-- Start of Provided text --
Alferoff by Alferoff v. Casagrande by Casagrande

Decision Date21 July 1986
Parties, 33 Ed. Law Rep. 1206 Doris ALFEROFF, etc., et al., Respondents-Appellants, v. Michael CASAGRANDE, etc., et al., Defendants; The Roman Catholic Church of the Holy Name of Jesus School, etc., et al., Appellants-Respondents.
CourtNew York Supreme Court — Appellate Division

Amabile & Erman, Brooklyn (Frank Amabile, Steven DiJoseph and Charles F. McGuire, on brief), for appellants-respondents.

Morris J. Eisen, P.C. (Seligson, Rothman & Rothman, New York City [Martin S. Rothman, Joseph Napoli and Alyne I. Diamond], of counsel), for respondents-appellants.

Before BROWN, J.P., and WEINSTEIN, RUBIN and KOOPER, JJ.

MEMORANDUM BY THE COURT.

In a negligence action to recover damages for personal injuries, etc., the defendants the Roman Catholic Church of the Holy Name of Jesus School and the Roman Catholic Diocese of Brooklyn appeal from so much of a judgment of the Supreme Court, Kings County (Bernstein, J.), entered April 24, 1985, as, upon a jury verdict on the issue of liability finding them 85% at fault in the happening of the accident and finding Michael Casagrande 15% at fault, and upon a jury verdict on the issue of damages, was in favor of the infant, plaintiff Doris Alferoff and against them in the principal amount of $650,000, and the infant plaintiff cross-appeals from so much of the same judgment as granted the posttrial motion of the appellants-respondents to set aside the verdict as to damages for diminution of earnings in the principal amount of $350,000.
-- End of Provided text --
Exercises to complete
(a) According to the Alferoff v. Casagrande decision, on what date was the Supreme Court, Kings County judgment entered?
(b) Using the Alferoff v. Casagrande decision, explain what the judgment against the church school and the Diocese of Brooklyn rested on.
The records that come next have nothing to do with the work on this decision.
-- Start of Dataset content --
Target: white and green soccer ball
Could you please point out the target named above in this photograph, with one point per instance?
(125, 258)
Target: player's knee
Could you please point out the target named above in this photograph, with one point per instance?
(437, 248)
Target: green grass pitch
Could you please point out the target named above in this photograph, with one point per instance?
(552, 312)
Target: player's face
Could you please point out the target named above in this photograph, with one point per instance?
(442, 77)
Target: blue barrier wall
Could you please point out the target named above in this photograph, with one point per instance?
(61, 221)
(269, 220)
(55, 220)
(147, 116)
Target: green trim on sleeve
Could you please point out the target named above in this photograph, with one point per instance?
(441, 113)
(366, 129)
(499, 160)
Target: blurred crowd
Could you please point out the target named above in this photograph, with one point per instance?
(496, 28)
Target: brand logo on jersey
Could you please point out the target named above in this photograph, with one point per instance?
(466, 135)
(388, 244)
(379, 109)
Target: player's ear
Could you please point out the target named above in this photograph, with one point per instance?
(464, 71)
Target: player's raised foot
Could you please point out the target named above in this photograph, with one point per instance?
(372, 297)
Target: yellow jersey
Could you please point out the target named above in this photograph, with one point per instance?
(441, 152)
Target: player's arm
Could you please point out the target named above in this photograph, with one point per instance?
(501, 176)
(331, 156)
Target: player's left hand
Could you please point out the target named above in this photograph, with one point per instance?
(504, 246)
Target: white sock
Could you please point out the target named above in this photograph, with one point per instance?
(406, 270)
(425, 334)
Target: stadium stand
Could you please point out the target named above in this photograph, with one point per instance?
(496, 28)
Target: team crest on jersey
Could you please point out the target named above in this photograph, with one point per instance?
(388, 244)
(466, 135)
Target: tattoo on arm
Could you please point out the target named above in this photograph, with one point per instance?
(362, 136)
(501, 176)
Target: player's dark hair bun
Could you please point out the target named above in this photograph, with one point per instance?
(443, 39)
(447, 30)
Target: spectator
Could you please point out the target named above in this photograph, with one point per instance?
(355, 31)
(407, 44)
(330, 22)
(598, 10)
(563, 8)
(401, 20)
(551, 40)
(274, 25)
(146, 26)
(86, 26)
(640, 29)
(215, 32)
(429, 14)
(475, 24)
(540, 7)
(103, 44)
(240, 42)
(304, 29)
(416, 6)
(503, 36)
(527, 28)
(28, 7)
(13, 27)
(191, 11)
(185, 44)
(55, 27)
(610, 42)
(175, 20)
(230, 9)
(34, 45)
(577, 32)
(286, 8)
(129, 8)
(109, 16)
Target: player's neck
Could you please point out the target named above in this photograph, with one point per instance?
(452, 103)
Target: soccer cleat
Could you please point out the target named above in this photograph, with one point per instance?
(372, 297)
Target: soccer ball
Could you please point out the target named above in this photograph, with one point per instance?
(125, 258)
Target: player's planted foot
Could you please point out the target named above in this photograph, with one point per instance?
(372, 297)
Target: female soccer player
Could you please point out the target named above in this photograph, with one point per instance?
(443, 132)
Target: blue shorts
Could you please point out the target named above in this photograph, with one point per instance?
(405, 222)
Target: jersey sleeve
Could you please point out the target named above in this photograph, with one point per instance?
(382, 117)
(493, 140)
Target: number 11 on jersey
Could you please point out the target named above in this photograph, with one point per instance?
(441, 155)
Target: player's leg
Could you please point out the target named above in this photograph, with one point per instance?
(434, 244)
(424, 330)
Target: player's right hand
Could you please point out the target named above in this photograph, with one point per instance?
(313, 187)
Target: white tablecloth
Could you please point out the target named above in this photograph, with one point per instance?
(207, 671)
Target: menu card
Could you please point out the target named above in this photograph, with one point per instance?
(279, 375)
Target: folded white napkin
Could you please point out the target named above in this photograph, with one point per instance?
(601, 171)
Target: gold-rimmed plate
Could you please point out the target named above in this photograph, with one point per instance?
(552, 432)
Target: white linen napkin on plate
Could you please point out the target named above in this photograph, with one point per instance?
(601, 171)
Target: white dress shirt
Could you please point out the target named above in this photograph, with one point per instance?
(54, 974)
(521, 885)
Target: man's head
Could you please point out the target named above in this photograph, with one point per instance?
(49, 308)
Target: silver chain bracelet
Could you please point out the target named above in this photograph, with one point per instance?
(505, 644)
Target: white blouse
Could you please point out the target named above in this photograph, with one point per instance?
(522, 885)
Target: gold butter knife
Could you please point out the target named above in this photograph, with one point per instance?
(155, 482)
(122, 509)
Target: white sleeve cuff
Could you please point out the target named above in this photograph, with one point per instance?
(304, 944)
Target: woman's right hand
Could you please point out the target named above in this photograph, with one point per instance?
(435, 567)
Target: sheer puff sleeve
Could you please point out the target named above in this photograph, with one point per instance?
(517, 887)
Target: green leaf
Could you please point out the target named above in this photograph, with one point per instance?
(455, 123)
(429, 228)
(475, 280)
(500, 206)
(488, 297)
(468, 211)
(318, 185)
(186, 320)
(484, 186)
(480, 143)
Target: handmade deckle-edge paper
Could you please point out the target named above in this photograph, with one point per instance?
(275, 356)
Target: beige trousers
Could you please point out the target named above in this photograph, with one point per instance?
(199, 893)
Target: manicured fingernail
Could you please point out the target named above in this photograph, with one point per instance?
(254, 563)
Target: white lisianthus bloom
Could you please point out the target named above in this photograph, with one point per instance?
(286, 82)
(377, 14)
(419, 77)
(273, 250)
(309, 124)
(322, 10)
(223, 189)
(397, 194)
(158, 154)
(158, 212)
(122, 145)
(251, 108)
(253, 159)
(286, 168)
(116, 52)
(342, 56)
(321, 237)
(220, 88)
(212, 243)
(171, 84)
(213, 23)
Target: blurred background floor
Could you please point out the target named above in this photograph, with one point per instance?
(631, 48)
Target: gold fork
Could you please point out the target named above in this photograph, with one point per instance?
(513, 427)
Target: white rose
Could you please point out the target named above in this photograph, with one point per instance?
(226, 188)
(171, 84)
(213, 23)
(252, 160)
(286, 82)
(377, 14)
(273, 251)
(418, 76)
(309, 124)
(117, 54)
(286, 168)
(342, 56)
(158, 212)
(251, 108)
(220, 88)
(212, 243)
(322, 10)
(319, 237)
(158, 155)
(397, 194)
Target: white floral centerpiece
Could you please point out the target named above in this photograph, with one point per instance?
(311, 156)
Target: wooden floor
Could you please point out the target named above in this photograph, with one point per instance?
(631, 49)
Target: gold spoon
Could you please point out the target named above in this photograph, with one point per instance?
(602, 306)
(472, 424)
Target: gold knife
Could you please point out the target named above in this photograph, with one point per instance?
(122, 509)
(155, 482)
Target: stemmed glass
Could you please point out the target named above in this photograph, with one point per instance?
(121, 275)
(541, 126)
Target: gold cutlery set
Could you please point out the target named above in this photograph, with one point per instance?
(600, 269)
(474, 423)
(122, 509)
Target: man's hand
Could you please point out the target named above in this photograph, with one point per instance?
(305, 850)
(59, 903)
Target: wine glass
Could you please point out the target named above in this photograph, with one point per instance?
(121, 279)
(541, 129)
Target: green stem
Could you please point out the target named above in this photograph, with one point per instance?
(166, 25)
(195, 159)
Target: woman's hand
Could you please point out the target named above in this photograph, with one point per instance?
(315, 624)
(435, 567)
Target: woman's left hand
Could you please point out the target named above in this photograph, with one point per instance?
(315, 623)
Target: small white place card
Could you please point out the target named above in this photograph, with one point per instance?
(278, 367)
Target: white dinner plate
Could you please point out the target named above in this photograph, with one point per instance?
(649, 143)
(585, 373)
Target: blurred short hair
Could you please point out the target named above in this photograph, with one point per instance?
-- End of Dataset content --
Results of the exercise
(a) April 24, 1985.

(b) It rested on a jury verdict on liability that found them 85% at fault for the accident and Michael Casagrande 15% at fault. It also rested on a jury verdict on damages, which produced a judgment for Doris Alferoff against them in the principal amount of $650,000.